▶ _Written request_
Write out the material below again, changing every "Traced" to "Outline" and keeping everything else the same. Leave the pictures out of your answer.

========================================================================

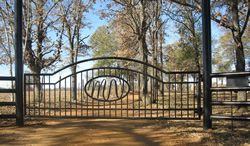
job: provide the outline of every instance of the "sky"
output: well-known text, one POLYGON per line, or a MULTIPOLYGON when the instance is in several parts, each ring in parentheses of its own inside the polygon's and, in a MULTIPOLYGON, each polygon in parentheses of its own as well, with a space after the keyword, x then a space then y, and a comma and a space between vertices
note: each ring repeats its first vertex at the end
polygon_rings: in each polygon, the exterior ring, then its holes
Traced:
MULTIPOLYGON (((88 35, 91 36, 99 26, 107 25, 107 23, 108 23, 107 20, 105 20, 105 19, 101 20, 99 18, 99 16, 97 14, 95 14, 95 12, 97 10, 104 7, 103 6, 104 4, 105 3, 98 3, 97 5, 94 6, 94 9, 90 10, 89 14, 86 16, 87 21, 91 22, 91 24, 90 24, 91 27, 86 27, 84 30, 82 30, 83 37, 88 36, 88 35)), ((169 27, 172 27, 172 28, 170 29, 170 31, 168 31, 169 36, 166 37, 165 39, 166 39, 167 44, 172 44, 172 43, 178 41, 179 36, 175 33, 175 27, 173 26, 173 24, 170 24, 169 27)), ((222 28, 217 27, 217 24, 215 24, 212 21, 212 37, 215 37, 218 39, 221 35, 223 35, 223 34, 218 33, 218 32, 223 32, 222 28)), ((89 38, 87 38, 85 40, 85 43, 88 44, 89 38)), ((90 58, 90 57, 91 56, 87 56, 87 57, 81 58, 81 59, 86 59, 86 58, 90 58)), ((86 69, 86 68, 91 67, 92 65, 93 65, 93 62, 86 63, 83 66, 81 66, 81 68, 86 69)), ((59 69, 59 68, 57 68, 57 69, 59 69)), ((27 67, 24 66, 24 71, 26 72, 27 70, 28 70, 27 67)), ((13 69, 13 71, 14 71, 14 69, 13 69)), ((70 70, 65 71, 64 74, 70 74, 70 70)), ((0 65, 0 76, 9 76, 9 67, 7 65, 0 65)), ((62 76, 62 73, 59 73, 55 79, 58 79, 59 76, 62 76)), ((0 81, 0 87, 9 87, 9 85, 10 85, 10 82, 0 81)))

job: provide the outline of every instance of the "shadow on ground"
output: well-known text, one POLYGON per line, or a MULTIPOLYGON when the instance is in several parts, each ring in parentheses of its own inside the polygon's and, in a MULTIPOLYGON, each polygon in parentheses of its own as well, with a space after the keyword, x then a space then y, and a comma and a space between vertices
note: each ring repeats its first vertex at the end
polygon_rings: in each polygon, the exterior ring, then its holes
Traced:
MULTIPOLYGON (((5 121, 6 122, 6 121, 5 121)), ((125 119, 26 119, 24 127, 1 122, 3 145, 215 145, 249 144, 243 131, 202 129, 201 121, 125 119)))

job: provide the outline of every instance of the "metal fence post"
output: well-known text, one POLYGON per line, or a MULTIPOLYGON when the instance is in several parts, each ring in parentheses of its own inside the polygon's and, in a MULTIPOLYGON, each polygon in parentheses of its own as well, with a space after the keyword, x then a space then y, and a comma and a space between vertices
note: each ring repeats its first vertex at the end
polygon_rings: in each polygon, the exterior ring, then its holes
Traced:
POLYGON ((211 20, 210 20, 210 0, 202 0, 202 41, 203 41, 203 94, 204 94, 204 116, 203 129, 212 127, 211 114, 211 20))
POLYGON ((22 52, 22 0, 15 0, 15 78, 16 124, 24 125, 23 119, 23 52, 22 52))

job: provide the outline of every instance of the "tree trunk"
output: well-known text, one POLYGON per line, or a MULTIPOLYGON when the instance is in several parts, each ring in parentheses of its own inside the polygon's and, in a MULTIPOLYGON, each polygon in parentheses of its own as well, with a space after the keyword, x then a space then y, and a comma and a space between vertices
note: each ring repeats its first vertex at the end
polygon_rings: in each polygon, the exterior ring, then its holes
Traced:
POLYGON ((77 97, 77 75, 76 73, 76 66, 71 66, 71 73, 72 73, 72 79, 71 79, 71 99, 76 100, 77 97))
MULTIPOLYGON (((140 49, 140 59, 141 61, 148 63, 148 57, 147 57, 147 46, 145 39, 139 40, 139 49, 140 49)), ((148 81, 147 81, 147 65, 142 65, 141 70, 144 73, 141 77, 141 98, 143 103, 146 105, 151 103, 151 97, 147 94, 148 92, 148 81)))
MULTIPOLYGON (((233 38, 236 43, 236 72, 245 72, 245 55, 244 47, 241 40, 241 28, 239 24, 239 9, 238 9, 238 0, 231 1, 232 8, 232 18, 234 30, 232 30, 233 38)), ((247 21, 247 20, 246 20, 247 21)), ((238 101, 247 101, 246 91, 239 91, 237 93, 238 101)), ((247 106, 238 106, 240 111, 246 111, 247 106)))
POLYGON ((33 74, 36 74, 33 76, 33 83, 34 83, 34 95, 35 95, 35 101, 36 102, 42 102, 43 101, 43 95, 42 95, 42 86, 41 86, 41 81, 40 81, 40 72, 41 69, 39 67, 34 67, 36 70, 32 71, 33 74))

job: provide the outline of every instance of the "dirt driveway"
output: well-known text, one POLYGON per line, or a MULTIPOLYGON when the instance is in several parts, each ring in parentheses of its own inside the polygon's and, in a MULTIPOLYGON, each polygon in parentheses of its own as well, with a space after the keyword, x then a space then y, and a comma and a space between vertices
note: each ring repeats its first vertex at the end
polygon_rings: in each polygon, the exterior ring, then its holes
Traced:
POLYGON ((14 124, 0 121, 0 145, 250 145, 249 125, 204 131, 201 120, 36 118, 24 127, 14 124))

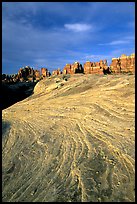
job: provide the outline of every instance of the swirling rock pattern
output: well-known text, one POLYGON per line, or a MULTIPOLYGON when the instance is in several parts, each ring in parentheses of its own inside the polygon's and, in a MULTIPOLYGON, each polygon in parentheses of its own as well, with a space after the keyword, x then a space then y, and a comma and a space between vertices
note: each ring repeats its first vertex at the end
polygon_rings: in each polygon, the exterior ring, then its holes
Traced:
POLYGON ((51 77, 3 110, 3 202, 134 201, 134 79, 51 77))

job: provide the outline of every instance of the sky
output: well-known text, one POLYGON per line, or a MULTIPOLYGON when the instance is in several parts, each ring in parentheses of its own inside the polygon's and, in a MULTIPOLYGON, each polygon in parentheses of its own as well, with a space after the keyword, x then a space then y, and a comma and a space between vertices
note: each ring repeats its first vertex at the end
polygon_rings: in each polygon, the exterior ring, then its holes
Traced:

========================================================================

▶ _Task answer_
job: provide the outline of every instance of the "sky"
output: well-known text, one POLYGON per line, or a MULTIPOLYGON when the instance is in several parts, each ring in parentheses of its own inside the polygon's and, in a MULTIPOLYGON, each polygon in parentheses of its own as well, with a space after the keyword, x then a space then y, and a comma and a space between vertices
note: each ring repeats its first vertex at the end
polygon_rings: in each polygon, the exterior ring, then its holes
Outline:
MULTIPOLYGON (((88 35, 91 36, 99 26, 107 25, 107 23, 108 23, 107 20, 105 20, 105 19, 101 20, 99 18, 99 16, 97 14, 95 14, 95 12, 97 10, 104 7, 103 6, 104 4, 105 3, 98 3, 97 5, 94 6, 94 9, 90 10, 89 14, 86 16, 87 21, 91 22, 91 24, 90 24, 91 27, 86 27, 84 30, 82 30, 83 37, 88 36, 88 35)), ((169 27, 172 27, 172 28, 170 29, 170 31, 168 31, 169 36, 166 37, 165 39, 166 39, 167 44, 172 44, 172 43, 178 41, 179 36, 175 33, 175 27, 173 26, 173 24, 170 24, 169 27)), ((222 28, 217 27, 217 24, 215 24, 212 21, 212 37, 215 37, 218 39, 221 35, 223 35, 223 34, 218 33, 218 32, 223 32, 222 28)), ((89 38, 87 38, 85 40, 85 43, 88 44, 89 38)), ((90 58, 90 57, 91 56, 87 56, 87 57, 81 58, 81 59, 86 59, 86 58, 90 58)), ((86 69, 86 68, 91 67, 92 65, 93 65, 93 62, 86 63, 83 66, 81 66, 81 68, 86 69)), ((59 69, 59 68, 57 68, 57 69, 59 69)), ((27 67, 24 66, 24 71, 26 72, 27 70, 28 70, 27 67)), ((13 69, 13 71, 14 71, 14 69, 13 69)), ((70 70, 65 71, 64 74, 70 74, 70 70)), ((0 65, 0 76, 9 76, 9 67, 7 65, 0 65)), ((62 76, 62 73, 59 73, 55 79, 58 79, 59 76, 62 76)), ((0 81, 0 87, 9 87, 9 85, 10 85, 10 82, 0 81)))

job: provide the outline of every instance of the "shadow on ground"
output: well-known text, one POLYGON per line, or a MULTIPOLYGON when the instance is in several parts, each ring in parentheses of its own inside the polygon's and, in a MULTIPOLYGON, each polygon in parentheses of its own as well, with a space after the keyword, x then a space then y, and a comma and a space between vertices
note: each ring repeats its first vertex at the end
polygon_rings: in each polygon, the exterior ring, then its holes
Outline:
MULTIPOLYGON (((5 121, 6 122, 6 121, 5 121)), ((125 119, 26 119, 24 127, 1 122, 3 145, 215 145, 249 144, 243 131, 202 129, 201 121, 125 119)))

job: provide the outline of every instance of the "metal fence post"
output: well-known text, one POLYGON per line, or a MULTIPOLYGON when the instance is in several parts, each ring in parentheses of its own inside the polygon's and, in a MULTIPOLYGON, each polygon in parentheses of its own as well, with a space after the keyword, x then a space then y, and a comma and a space between vertices
note: each ring repeats its first vertex at the end
polygon_rings: in each polygon, the exterior ring, then its holes
Outline:
POLYGON ((211 20, 210 20, 210 0, 202 0, 202 41, 203 41, 203 94, 204 94, 204 116, 203 129, 212 127, 211 114, 211 20))
POLYGON ((22 52, 22 0, 15 0, 15 78, 16 124, 24 125, 23 119, 23 52, 22 52))

job: provide the outline of every instance of the "tree trunk"
output: well-known text, one POLYGON per line, or a MULTIPOLYGON when the instance is in several parts, each ring in parentheses of its own inside the polygon's and, in a MULTIPOLYGON, each polygon in parentheses of its own as well, with a space after the keyword, x then a space then y, and a comma and a space between vertices
note: each ring repeats its first vertex at the end
polygon_rings: in each polygon, the exterior ring, then its holes
Outline:
POLYGON ((77 97, 77 75, 76 73, 76 66, 71 66, 71 73, 72 73, 72 79, 71 79, 71 99, 76 100, 77 97))
MULTIPOLYGON (((140 49, 140 59, 141 61, 148 63, 148 57, 147 57, 147 46, 145 39, 139 40, 139 49, 140 49)), ((148 81, 147 81, 147 65, 142 65, 141 70, 144 73, 141 77, 141 98, 143 103, 146 105, 151 103, 151 97, 147 94, 148 92, 148 81)))
MULTIPOLYGON (((233 38, 236 43, 236 72, 245 72, 245 55, 244 47, 241 40, 241 28, 239 24, 239 9, 238 9, 238 0, 231 1, 232 8, 232 18, 234 30, 232 30, 233 38)), ((247 21, 247 20, 246 20, 247 21)), ((238 101, 247 101, 246 91, 239 91, 237 93, 238 101)), ((247 106, 238 106, 240 111, 246 111, 247 106)))
POLYGON ((33 74, 36 74, 33 76, 33 83, 34 83, 34 95, 35 95, 35 101, 36 102, 42 102, 43 101, 43 95, 42 95, 42 86, 41 86, 41 81, 40 81, 40 72, 41 69, 39 67, 34 67, 36 70, 32 71, 33 74))

job: provide the outline of every instance of the "dirt driveway"
output: well-known text, one POLYGON per line, or a MULTIPOLYGON when the instance is in several parts, each ring in parentheses of its own inside the polygon's and, in a MULTIPOLYGON, each polygon in parentheses of its own as well, with a space after the keyword, x then a space then y, and a comma and a space between vertices
note: each ring repeats its first vertex at the end
polygon_rings: in each polygon, the exterior ring, then its holes
Outline:
POLYGON ((14 124, 0 121, 0 145, 250 145, 249 125, 204 131, 201 120, 36 118, 24 127, 14 124))

job: provide the outline of every instance of the swirling rock pattern
output: well-known text, one POLYGON per line, or a MULTIPOLYGON when the instance is in several parts, each ring in parentheses of its own inside the polygon's and, in a MULTIPOLYGON, each polygon in parentheses of its own as well, with a space after the keyword, x then a space then y, and a comma and a space between vertices
note: each ring repeats its first vertex at the end
polygon_rings: in each polygon, the exterior ring, then its holes
Outline:
POLYGON ((51 77, 3 110, 3 202, 134 201, 134 79, 51 77))

job: provide the outline of every instance of the sky
output: well-known text, one POLYGON per line, or a MULTIPOLYGON when the instance is in several parts, each ring in parentheses of its own inside the polygon's and, in a MULTIPOLYGON, each polygon in parentheses of its own as well, with a space after the keyword, x then a space then y, and a comma and a space between vertices
note: each ring repeats its first vertex at the end
polygon_rings: in each polygon, the exterior ring, then its holes
Outline:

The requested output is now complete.